The PNC at 50
February 3, 2007
This year marks the 50th anniversary of the People's National Congress, Guyana's second oldest, second largest and second most successful political party.
The PNC got started through a schism in the original People's Progressive Party in 1955 which divided into supporters of Dr Cheddi Jagan - the Jaganites - and supporters of Mr Forbes Burnham - the Burnhamites. The two factions, competing as rivals in the general elections in August 1957, split finally only after the Jaganite PPP won 46 per cent, and the Burnhamite PPP won 39 per cent, of the vote.
The schism turned into a chasm. Six weeks later, Forbes Burnham ended the pretence of being part of the PPP and established a brand new party called the People's National Congress. At its first congress in October 1957, Forbes Burnham was elected leader, a position he held until his death in 1985. Starting from scratch, he went on to construct an uncommon political machine which, through adroitness, was able to absorb or amalgamate with other political parties.
The PNC assimilated John Carter's United Democratic Party in 1959; coalesced with Peter d'Aguiar's United Force in 1964, and attracted prominent members of the Cheddi Jagan's PPP in the 1970s. As recently as 2000, it joined with Stanley Ming's Reform group, and, last year, somewhat clumsily, co-opted the inchoate 'One Guyana' represented by Anthony Vieira and Keith Scott of the National Front Alliance.
Remarkably, also, the PNC was gauche enough to alienate many of its leading members who went off to form parties of their own. Llewellyn John, a former Assistant General Secretary and Minister of Home Affairs, founded the People's Democratic Movement; Eusi Kwayana, a former General Secretary, formed the Working People's Alliance; Hamilton Green a former General Secretary and Prime Minister, set up the Good and Green Guyana party; and Raphael Trotman, a former MP, most recently formed the Alliance for Change which gave the PNC such a headache last year.

[Stored items]
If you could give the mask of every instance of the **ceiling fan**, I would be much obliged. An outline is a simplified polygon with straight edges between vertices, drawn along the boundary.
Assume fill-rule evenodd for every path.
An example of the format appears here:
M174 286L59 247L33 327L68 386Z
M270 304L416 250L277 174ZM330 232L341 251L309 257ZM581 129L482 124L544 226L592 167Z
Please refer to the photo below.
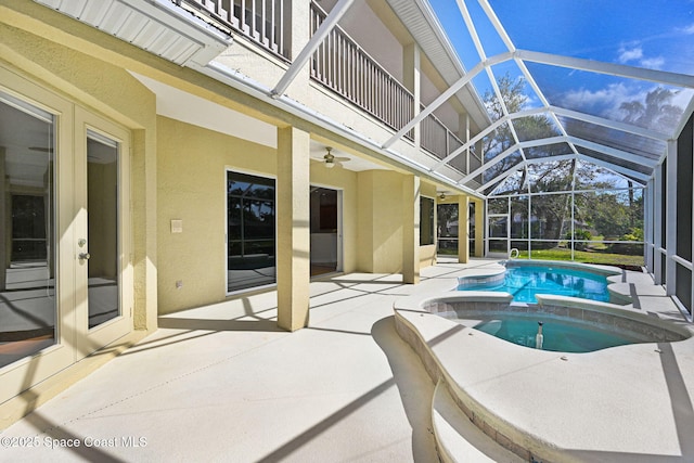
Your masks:
M333 153L331 153L333 151L332 146L325 146L325 151L327 153L323 156L323 159L325 159L325 167L329 169L332 169L335 165L349 160L349 157L335 157Z
M441 200L441 201L446 200L446 193L450 193L450 192L449 191L440 192L440 194L438 195L438 198Z

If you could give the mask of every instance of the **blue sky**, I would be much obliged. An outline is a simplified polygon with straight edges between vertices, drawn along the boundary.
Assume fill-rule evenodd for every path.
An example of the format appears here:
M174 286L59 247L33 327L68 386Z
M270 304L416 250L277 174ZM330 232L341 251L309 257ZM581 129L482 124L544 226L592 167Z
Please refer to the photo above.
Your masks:
M429 0L466 68L478 56L455 0ZM476 0L465 0L487 56L505 51ZM518 49L694 75L694 0L490 0ZM516 69L516 70L514 70ZM519 74L515 66L494 69ZM608 118L621 102L645 98L657 85L551 66L530 72L553 104ZM475 79L480 95L488 80ZM672 89L680 90L680 89ZM537 98L529 90L530 103ZM692 92L673 103L684 107Z

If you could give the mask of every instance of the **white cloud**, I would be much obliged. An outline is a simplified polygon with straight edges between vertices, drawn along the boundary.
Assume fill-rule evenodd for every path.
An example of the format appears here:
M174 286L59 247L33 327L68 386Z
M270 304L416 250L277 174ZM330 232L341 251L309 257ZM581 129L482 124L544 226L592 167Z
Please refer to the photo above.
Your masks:
M665 64L665 57L655 56L655 57L646 57L640 61L641 66L647 67L648 69L661 69Z
M621 120L624 113L619 106L624 102L633 100L643 100L643 97L640 92L628 89L624 83L611 83L595 91L580 89L566 92L560 105L613 120Z
M617 60L620 63L625 64L625 63L629 63L630 61L641 60L642 57L643 57L643 50L641 49L641 47L637 47L632 49L620 48L619 57L617 57Z
M694 23L690 24L686 27L682 27L680 29L678 29L679 31L686 34L687 36L691 36L692 34L694 34Z

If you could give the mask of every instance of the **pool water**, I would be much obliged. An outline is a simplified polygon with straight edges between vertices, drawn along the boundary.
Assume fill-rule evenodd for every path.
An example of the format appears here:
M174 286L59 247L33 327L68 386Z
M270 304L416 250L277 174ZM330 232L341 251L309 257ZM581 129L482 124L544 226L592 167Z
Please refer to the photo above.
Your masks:
M475 330L491 334L492 336L517 344L519 346L535 348L538 334L538 321L528 318L502 318L484 321L475 326ZM592 352L607 347L634 344L638 340L606 333L584 325L571 324L563 320L543 320L542 350L556 352Z
M519 266L506 269L503 283L459 285L459 291L497 291L510 293L516 303L537 304L536 294L581 297L609 301L607 279L596 273L544 266Z

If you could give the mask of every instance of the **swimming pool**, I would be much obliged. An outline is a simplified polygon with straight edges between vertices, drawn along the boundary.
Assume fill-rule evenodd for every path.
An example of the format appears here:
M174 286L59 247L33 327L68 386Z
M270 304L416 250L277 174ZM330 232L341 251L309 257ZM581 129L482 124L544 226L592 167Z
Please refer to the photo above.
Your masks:
M503 279L489 279L474 284L461 279L458 290L509 293L514 303L537 304L536 294L609 301L607 278L604 274L539 263L507 265Z
M491 334L498 338L519 346L538 348L538 319L527 317L503 317L485 320L474 326L475 330ZM643 340L616 333L608 333L566 320L542 321L542 350L555 352L592 352L608 347L625 346Z

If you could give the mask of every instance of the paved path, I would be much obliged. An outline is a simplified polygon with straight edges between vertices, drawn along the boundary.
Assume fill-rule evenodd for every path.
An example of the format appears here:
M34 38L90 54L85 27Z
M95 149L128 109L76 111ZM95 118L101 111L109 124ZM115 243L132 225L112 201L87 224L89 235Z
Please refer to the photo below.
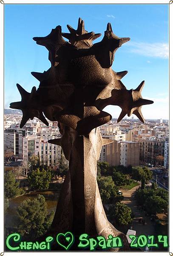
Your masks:
M136 200L134 198L135 191L139 186L134 187L130 190L126 192L126 190L121 190L124 199L122 203L127 204L132 209L134 218L133 220L132 229L136 231L136 236L145 235L145 236L152 235L154 234L154 227L153 223L150 221L150 218L145 215L142 210L138 209L136 206ZM139 218L143 218L145 221L145 225L144 225L140 223Z

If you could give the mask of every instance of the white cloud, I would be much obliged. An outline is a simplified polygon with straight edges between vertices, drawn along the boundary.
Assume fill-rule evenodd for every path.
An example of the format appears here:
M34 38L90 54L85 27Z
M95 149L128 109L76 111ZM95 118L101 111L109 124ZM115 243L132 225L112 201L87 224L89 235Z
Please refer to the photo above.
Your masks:
M129 48L129 51L130 52L148 57L155 57L162 58L168 58L168 45L167 44L129 42L126 45ZM150 61L147 62L148 62L148 61Z
M108 14L106 16L107 16L107 17L108 17L109 18L112 18L113 19L115 19L115 17L114 16L113 16L113 15L112 15L112 14L111 14L111 15Z

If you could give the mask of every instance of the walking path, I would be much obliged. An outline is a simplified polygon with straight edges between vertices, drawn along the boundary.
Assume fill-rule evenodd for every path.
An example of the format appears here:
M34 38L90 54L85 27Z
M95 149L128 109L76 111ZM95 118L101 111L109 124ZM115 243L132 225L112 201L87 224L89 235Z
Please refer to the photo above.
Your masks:
M122 201L130 207L134 215L132 222L132 229L136 232L137 236L140 235L150 236L154 234L154 226L153 223L150 221L150 217L145 215L142 210L139 210L136 207L136 201L134 195L136 190L139 188L138 186L133 188L130 190L126 192L126 190L121 189L124 199ZM139 219L143 218L145 221L145 224L139 222Z

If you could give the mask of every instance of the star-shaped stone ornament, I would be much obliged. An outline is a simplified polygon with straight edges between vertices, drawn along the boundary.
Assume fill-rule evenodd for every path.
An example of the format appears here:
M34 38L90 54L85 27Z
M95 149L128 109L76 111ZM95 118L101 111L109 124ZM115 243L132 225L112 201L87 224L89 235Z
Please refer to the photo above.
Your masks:
M62 35L68 39L69 42L79 48L88 48L93 45L93 41L101 35L101 34L88 32L85 29L84 21L79 18L77 29L74 29L69 25L67 25L70 33L62 33Z
M129 41L130 38L119 38L113 34L111 23L108 23L102 41L92 47L96 58L101 67L108 68L112 65L115 52L123 44Z
M43 37L34 37L33 40L37 44L45 46L47 49L49 51L48 59L53 66L57 65L55 61L55 58L57 56L57 51L62 45L69 44L62 36L60 26L53 29L48 35Z
M141 92L144 84L145 81L142 81L136 89L129 90L128 98L124 99L124 101L122 101L122 103L119 105L122 109L122 111L118 118L117 122L120 122L126 114L128 116L134 114L142 122L145 122L141 112L142 106L143 105L152 104L153 102L142 98Z
M36 96L36 88L34 86L31 93L28 93L18 84L17 84L17 88L21 96L21 101L12 102L10 104L10 108L15 109L20 109L23 113L23 116L20 124L20 128L22 128L28 120L30 118L33 119L35 116L39 118L46 125L48 123L44 116L41 109L37 109L35 104Z

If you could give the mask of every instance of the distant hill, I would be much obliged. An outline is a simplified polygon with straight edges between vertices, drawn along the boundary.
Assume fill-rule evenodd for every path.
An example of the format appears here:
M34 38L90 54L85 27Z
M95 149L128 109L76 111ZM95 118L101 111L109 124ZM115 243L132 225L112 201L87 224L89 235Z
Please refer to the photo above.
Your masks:
M5 114L22 114L22 112L20 109L5 109Z

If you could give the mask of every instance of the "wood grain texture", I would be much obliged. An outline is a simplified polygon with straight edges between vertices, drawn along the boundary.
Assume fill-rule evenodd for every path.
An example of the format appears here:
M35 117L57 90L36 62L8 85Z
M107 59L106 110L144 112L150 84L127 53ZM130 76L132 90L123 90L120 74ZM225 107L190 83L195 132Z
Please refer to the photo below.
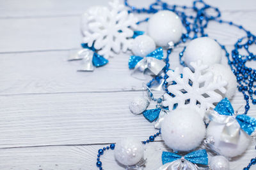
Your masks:
M79 15L89 6L94 5L106 5L107 1L84 1L74 0L45 0L33 1L25 0L22 2L19 0L1 1L0 1L0 18L12 18L23 17L65 17L67 15ZM121 0L122 1L122 0ZM132 5L139 7L148 6L148 4L154 2L154 0L130 0ZM253 5L253 0L244 0L241 3L239 1L214 1L206 0L207 3L220 8L224 11L252 11L256 9ZM169 4L191 6L191 1L187 0L166 0ZM232 2L232 3L231 3Z
M1 96L0 148L113 143L127 135L145 140L157 130L142 115L134 116L129 110L129 101L141 94L116 92ZM235 110L244 105L241 94L237 92L232 103ZM248 115L256 117L256 108L252 107Z
M230 169L243 169L248 164L248 158L255 157L255 139L242 155L230 161ZM0 169L72 169L97 170L96 157L99 148L108 145L90 146L49 146L0 150ZM147 144L144 158L147 159L145 170L156 170L161 166L163 151L170 151L163 142ZM105 152L101 157L104 169L124 169L117 165L113 151ZM211 155L209 155L211 157ZM239 160L239 163L236 160ZM255 169L253 167L252 170Z
M131 4L147 6L152 1L131 0ZM220 7L223 19L256 32L255 1L207 2ZM116 55L93 73L77 73L81 63L66 61L70 50L79 48L81 15L91 6L107 3L0 1L0 169L97 169L99 148L126 136L143 141L157 132L142 115L134 116L128 108L129 101L142 93L142 81L132 78L127 68L131 53ZM146 27L144 24L138 29ZM217 23L210 24L207 32L228 49L244 35ZM171 68L180 67L181 49L172 54ZM252 50L256 52L255 46ZM227 64L225 57L222 63ZM237 92L232 103L235 110L244 105L241 94ZM255 106L251 104L248 115L256 117ZM255 156L256 133L253 136L248 151L231 162L231 169L242 169ZM167 148L161 139L145 146L146 170L161 164L161 153ZM102 159L106 169L123 169L113 152L106 153Z

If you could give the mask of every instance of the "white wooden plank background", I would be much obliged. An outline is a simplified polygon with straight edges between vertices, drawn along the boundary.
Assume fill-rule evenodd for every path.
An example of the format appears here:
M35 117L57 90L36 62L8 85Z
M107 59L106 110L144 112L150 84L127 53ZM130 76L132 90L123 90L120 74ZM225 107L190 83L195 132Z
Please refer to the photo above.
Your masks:
M136 1L131 3L147 6L153 1ZM207 2L220 8L223 19L256 33L255 1ZM81 14L91 6L107 3L0 0L0 169L97 169L99 148L127 135L144 140L156 132L129 111L129 101L141 95L142 83L130 76L129 53L116 55L93 73L77 73L79 62L66 62L70 50L79 47ZM229 47L243 35L228 25L209 27L209 34ZM179 66L180 49L171 56L172 68ZM237 92L232 103L236 109L244 101ZM251 105L248 115L256 117L255 106ZM159 167L161 152L167 149L161 138L157 141L145 146L146 170ZM231 162L231 169L242 169L256 155L255 145L254 139L248 151ZM106 169L122 169L112 152L102 160Z

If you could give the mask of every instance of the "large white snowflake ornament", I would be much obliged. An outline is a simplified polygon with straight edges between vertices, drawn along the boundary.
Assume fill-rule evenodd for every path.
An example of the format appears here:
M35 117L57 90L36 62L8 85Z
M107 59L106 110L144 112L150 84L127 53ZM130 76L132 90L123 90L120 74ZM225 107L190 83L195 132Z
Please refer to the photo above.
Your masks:
M195 72L189 67L184 67L182 73L178 67L174 71L167 72L169 78L166 81L170 83L168 90L174 97L164 94L163 104L168 106L169 110L175 108L194 107L204 118L206 109L214 108L213 104L222 99L221 95L218 92L225 94L225 86L227 83L220 76L213 78L213 73L206 71L208 66L202 65L200 60L191 62L191 66ZM172 83L173 81L175 83Z
M105 6L93 6L84 14L82 21L83 42L93 45L98 53L108 59L114 55L113 51L124 52L130 47L133 36L132 29L137 26L138 18L128 13L119 0L109 3Z

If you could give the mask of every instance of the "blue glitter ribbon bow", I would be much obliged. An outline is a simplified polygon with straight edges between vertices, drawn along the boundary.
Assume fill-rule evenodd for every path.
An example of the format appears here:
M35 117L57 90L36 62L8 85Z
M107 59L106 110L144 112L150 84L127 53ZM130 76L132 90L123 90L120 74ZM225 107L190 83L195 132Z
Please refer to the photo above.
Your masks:
M144 34L144 31L133 31L133 36L132 36L132 38L135 38L136 37L138 37L138 36L141 36Z
M148 53L145 57L132 55L129 59L129 68L140 72L144 72L148 69L154 74L157 75L165 66L164 62L161 60L163 57L161 47Z
M205 150L192 152L184 157L176 153L163 152L162 162L164 165L159 169L198 169L195 164L208 165L208 155ZM186 166L184 165L186 164Z
M230 102L227 98L222 99L214 110L209 109L206 115L211 120L225 124L221 139L227 143L237 143L240 129L251 135L256 129L256 119L246 115L236 115Z
M75 53L68 60L83 60L83 67L78 71L93 71L94 67L98 67L106 65L108 60L97 54L93 46L90 47L86 43L82 43L83 49Z

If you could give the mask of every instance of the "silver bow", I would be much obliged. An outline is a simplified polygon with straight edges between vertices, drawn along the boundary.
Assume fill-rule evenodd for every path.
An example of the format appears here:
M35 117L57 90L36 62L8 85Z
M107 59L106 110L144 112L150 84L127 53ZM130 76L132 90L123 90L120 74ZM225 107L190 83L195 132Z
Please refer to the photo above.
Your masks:
M141 74L136 74L138 72L143 72L144 74L148 73L147 70L150 71L149 74L157 75L165 66L165 63L163 60L159 60L154 57L147 57L139 61L134 67L134 71L132 73L132 75L141 80L145 80L145 77Z
M209 167L199 167L196 164L186 160L180 159L167 163L160 167L157 170L199 170L209 169Z
M92 63L94 52L90 49L83 48L73 53L68 61L79 60L83 62L83 67L78 69L79 71L92 71L94 70L94 66Z
M240 136L241 127L236 119L236 115L227 116L220 115L212 108L207 109L205 116L211 121L225 124L220 139L225 143L237 144Z

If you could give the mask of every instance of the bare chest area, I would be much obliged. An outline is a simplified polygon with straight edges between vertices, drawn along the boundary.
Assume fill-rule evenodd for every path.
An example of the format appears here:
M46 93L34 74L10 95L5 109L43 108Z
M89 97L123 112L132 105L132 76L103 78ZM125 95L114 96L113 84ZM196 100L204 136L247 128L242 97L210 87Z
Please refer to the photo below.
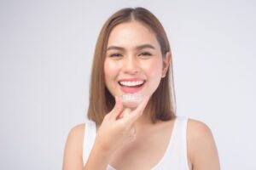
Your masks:
M163 158L170 144L173 121L138 129L136 140L111 156L109 164L118 170L151 169Z

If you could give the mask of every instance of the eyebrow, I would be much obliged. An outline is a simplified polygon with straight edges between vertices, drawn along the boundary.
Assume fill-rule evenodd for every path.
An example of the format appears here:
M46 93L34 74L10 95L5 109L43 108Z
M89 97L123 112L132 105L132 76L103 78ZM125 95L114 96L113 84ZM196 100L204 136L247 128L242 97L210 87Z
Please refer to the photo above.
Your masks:
M141 50L141 49L143 49L143 48L151 48L151 49L155 49L155 48L149 44L149 43L146 43L146 44L143 44L143 45L139 45L136 48L134 48L136 50ZM107 48L107 51L108 50L111 50L111 49L116 49L116 50L120 50L120 51L125 51L125 48L122 48L122 47L119 47L119 46L109 46L108 48Z

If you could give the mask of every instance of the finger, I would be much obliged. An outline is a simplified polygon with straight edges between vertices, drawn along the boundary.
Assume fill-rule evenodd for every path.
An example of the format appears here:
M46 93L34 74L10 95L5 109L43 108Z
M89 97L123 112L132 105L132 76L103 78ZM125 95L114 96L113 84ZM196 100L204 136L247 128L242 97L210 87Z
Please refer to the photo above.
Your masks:
M111 115L115 119L118 117L118 116L123 111L123 103L119 97L115 96L115 105L113 109L111 111Z
M125 119L128 124L132 124L136 120L137 120L143 113L143 110L149 100L149 96L145 96L142 103L129 114Z
M123 111L123 117L126 117L130 115L131 112L131 110L130 108L125 108L125 110Z
M121 119L123 117L128 116L131 112L131 110L130 108L124 109L123 112L119 115L118 119Z

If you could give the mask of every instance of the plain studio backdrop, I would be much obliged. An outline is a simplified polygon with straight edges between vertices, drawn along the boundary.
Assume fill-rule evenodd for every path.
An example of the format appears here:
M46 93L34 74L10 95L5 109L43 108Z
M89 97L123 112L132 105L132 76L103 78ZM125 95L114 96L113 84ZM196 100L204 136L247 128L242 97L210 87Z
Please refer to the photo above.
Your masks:
M67 133L86 117L100 29L137 6L170 39L177 114L211 128L222 169L256 169L253 0L2 0L0 169L61 168Z

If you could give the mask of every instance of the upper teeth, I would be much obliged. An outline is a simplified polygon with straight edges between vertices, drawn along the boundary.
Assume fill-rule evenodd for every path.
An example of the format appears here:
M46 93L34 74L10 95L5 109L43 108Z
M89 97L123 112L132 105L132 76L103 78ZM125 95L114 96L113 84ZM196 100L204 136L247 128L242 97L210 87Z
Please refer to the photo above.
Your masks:
M120 82L120 84L123 86L137 86L143 83L143 81L136 81L136 82Z

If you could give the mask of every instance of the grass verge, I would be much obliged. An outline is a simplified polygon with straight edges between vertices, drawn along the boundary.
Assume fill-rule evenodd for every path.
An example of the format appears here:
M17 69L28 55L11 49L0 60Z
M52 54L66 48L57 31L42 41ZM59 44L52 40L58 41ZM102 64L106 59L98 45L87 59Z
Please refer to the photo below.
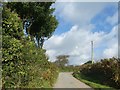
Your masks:
M90 87L94 88L95 90L98 90L98 89L100 89L100 88L102 88L102 89L107 89L107 88L109 88L109 89L111 89L111 90L114 89L114 88L112 88L112 87L109 87L109 86L106 86L106 85L102 85L102 84L98 83L97 80L92 80L91 78L86 77L86 76L84 76L84 75L82 75L82 74L80 74L80 73L73 73L73 76L74 76L75 78L77 78L78 80L84 82L85 84L89 85ZM96 81L97 81L97 83L96 83ZM114 90L115 90L115 89L114 89Z

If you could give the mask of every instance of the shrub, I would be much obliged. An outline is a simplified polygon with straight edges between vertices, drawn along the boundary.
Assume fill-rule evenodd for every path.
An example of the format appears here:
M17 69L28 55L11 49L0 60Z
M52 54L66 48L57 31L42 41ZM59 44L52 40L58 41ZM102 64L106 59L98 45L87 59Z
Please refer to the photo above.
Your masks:
M110 58L95 64L84 64L80 73L98 80L101 84L120 88L120 62L119 59Z

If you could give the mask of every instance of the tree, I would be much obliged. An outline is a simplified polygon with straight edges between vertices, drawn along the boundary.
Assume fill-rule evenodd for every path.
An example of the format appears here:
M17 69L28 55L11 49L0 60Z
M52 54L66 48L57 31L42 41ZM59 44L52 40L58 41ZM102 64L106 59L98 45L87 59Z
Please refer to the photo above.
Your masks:
M26 33L37 41L37 46L42 48L45 39L52 36L58 22L53 16L54 8L50 8L53 2L19 2L8 3L7 7L15 10L23 20Z
M68 64L68 57L69 57L68 55L57 56L55 64L57 64L60 67L64 67L66 64Z

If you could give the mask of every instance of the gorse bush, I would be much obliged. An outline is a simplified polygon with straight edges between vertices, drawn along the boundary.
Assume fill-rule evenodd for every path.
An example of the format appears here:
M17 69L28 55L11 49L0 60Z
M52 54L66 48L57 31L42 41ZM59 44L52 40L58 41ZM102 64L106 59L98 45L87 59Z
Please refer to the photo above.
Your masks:
M95 64L84 64L80 73L101 84L120 88L120 60L116 58L104 59Z
M3 8L2 87L51 87L58 69L48 62L45 50L24 36L18 14Z

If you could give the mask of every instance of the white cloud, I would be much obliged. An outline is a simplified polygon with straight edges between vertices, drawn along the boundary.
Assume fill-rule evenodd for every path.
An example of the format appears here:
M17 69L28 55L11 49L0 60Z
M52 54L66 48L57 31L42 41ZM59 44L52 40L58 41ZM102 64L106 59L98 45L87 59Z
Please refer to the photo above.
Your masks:
M55 14L63 20L83 26L89 24L90 20L107 5L114 5L114 3L56 2L54 7Z
M106 19L106 21L109 22L111 25L117 24L118 23L118 11L113 16L109 16Z
M108 58L117 55L117 26L110 33L91 32L89 29L73 26L70 31L62 35L54 35L45 42L44 48L50 61L55 61L58 55L71 55L69 64L82 64L91 58L91 40L94 41L94 47L101 47L102 44L106 49L101 53L101 58ZM95 56L98 58L98 56Z
M94 53L95 59L117 56L117 26L113 27L109 33L102 30L93 33L95 26L90 24L90 20L107 4L110 5L110 3L55 3L54 14L59 19L72 22L73 26L69 31L61 35L53 35L45 41L44 48L47 50L50 61L55 61L58 55L70 55L69 64L85 63L91 59L91 41L94 41L95 50L102 49ZM108 17L106 21L115 23L115 16L116 14Z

EXERCISE TASKS
a) In the article on the PNC at 50, what position did Forbes Burnham win at the party's first congress in October 1957?
b) Update the passage of the PNC anniversary article that opens with the words containing "The PNC got" and closes with "other political parties.", replacing "factions" with "camps".
c) Continue the article on the PNC's 50th anniversary, picking up right after its final sentence.

ANSWERS FOR EACH ITEM
a) He was elected leader of the People's National Congress.

b)
The PNC got started through a schism in the original People's Progressive Party in 1955 which divided into supporters of Dr Cheddi Jagan - the Jaganites - and supporters of Mr Forbes Burnham - the Burnhamites. The two camps, competing as rivals in the general elections in August 1957, split finally only after the Jaganite PPP won 46 per cent, and the Burnhamite PPP won 39 per cent, of the vote.
The schism turned into a chasm. Six weeks later, Forbes Burnham ended the pretence of being part of the PPP and established a brand new party called the People's National Congress. At its first congress in October 1957, Forbes Burnham was elected leader, a position he held until his death in 1985. Starting from scratch, he went on to construct an uncommon political machine which, through adroitness, was able to absorb or amalgamate with other political parties.

c)
Unlike the alliance with the UDP and the coalition with the UF, however, the PNC's dalliance with One Guyana did nothing to enhance its electability as its performance in the elections shows. After a complacent campaign, the PNC recorded its worst electoral performance last year, slumping to 36 per cent of the popular vote in contrast to its first election performance in 1957 when it won 39 per cent.
As the main parliamentary opposition today, the majority of the PNC's back-benchers, and even front-benchers, are conspicuous by their lack of contribution to debates in the National Assembly. On the other hand, its youth arm, the Guyana Youth and Students Movement has been grumbling loudly. Rumblings in its women's arm, the National Congress of Women, and a near mutiny against the party leader Mr Robert Corbin in the General Council are symptoms of deep disaffection. They indicate that the party is losing its vitality; at age 50, it seems to be in mid-life crisis and has started to dodder.
The PNC now needs to give the Guyanese people an explanation of its egregious economic and electoral errors in office in 1964-1992. It also needs to make a careful examination of the present political situation and consider its future as an organisation that has been entrusted with the parliamentary representation of a substantial portion of the population.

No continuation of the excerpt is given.